From aa6f7110af20f7cdd1a811c1cf89603cc05874d1 Mon Sep 17 00:00:00 2001
From: Leonard Lausen <lausen@amazon.com>
Date: Fri, 7 May 2021 11:46:03 +0200
Subject: [PATCH 1/7] Fix DeepSpeedPlugin with IterableDataset (#7362)

* deepspeed add train_micro_batch_size_per_gpu argument

* Update naming and doc

* Modify to use auto naming convention, add test

* Add iterable tests

* Fix tests, attempt by mocking

* Import correct package

* Fix comparison

* Set as special test

* Remove import

* Add Changelog

Co-authored-by: SeanNaren <sean@grid.ai>

(cherry picked from commit 98b94b810c89d5e51a0ad0a2e6a87747aee6fbe9)
---
 CHANGELOG.md                                  | 20 +++++++++
 .../plugins/training_type/deepspeed.py        | 27 ++++++++++--
 tests/plugins/test_deepspeed_plugin.py        | 41 ++++++++++++++++++-
 3 files changed, 84 insertions(+), 4 deletions(-)

diff --git a/CHANGELOG.md b/CHANGELOG.md
index cbcdba1c9bc16..f615ed070edac 100644
--- a/CHANGELOG.md
+++ b/CHANGELOG.md
@@ -5,6 +5,26 @@ All notable changes to this project will be documented in this file.

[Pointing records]
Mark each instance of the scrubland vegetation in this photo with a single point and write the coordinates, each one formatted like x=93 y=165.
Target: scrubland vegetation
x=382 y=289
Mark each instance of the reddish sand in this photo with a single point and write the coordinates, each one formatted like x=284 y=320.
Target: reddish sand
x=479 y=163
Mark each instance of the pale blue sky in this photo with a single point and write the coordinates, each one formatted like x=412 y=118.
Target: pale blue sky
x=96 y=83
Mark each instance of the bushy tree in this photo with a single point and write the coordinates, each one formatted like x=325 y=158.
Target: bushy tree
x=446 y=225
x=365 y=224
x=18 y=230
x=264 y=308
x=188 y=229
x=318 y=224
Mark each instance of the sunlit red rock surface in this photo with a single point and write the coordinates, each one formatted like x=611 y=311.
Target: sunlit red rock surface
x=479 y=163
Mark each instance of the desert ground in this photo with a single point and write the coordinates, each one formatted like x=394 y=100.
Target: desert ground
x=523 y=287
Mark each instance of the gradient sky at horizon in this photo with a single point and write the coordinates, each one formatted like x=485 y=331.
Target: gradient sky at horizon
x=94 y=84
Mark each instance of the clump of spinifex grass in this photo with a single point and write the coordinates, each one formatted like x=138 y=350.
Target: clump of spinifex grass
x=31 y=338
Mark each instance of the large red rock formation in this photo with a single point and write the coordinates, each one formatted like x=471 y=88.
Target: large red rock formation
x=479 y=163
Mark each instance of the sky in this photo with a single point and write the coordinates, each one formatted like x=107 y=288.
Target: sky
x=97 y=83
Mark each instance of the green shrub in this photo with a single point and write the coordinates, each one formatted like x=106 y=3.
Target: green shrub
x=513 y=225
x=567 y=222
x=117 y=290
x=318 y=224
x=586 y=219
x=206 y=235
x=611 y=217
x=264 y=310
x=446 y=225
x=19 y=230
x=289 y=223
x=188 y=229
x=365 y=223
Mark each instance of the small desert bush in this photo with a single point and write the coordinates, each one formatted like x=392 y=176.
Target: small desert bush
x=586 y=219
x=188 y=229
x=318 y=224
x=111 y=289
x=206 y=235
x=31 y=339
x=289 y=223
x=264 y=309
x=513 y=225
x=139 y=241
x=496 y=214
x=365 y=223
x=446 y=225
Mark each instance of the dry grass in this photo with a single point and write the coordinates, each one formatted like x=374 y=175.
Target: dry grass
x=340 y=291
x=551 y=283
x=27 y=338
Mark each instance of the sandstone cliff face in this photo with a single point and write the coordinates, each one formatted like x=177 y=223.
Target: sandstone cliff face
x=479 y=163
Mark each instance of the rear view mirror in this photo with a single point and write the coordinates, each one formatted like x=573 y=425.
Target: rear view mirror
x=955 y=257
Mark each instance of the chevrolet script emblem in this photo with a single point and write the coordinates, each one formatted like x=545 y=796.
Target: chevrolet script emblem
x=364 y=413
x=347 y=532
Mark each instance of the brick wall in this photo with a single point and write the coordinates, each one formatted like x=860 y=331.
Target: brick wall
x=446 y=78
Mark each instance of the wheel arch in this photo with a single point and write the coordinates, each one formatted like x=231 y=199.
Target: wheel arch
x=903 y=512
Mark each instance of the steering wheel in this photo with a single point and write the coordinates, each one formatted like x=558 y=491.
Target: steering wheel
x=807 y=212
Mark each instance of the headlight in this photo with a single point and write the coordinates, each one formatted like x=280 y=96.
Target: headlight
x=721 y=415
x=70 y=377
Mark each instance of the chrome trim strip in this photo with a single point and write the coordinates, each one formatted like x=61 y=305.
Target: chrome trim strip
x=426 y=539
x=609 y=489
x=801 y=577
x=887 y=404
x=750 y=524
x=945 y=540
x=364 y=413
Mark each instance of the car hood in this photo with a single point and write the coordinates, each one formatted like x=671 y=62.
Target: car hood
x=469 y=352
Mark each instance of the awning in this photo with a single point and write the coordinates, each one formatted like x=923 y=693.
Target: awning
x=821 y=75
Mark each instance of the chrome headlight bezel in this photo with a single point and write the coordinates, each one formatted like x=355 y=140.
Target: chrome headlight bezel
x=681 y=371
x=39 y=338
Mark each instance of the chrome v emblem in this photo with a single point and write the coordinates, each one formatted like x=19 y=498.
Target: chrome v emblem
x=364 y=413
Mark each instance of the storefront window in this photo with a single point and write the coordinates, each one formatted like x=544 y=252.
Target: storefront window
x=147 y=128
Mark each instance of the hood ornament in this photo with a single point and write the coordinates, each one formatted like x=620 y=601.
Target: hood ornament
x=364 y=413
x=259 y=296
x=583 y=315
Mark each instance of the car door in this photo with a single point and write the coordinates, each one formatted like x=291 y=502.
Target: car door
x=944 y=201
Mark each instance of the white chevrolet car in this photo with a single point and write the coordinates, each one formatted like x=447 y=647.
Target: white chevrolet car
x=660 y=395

# [EXERCISE AIM]
Write what comes next in the DeepSpeedPlugin patch, starting right after its last line.

# [EXERCISE ANSWER]
 The format is based on [Keep a Changelog](http://keepachangelog.com/en/1.0.0/).
 
 
+## [1.3.x] - 2021-MM-DD
+
+### Added
+
+
+### Changed
+
+
+### Deprecated
+
+
+### Removed
+
+
+### Fixed
+
+
+- Fixed DeepSpeed with IterableDatasets ([#7362](https://github.com/PyTorchLightning/pytorch-lightning/pull/7362))
+
+
 ## [1.3.0] - 2021-05-06
 
 ### Added
diff --git a/pytorch_lightning/plugins/training_type/deepspeed.py b/pytorch_lightning/plugins/training_type/deepspeed.py
index 54974739c1746..fe3f51fa99390 100644
--- a/pytorch_lightning/plugins/training_type/deepspeed.py
+++ b/pytorch_lightning/plugins/training_type/deepspeed.py
@@ -88,6 +88,7 @@ def __init__(
         allgather_bucket_size: int = 2e8,
         reduce_bucket_size: int = 2e8,
         zero_allow_untested_optimizer: bool = True,
+        logging_batch_size_per_gpu: Union[str, int] = "auto",
         config: Optional[Union[Path, str, dict]] = None,
         logging_level: int = logging.WARN,
         num_nodes: int = 1,
@@ -148,6 +149,13 @@ def __init__(
             zero_allow_untested_optimizer: Allow untested optimizers to be used with ZeRO. Currently only Adam is a
                 DeepSpeed supported optimizer when using ZeRO (default: True)
 
+            logging_batch_size_per_gpu: Config used in DeepSpeed to calculate verbose timing for logging
+                on a per sample per second basis (only displayed if logging=logging.INFO).
+                If set to "auto", the plugin tries to infer this from
+                the train DataLoader's BatchSampler, else defaults to 1.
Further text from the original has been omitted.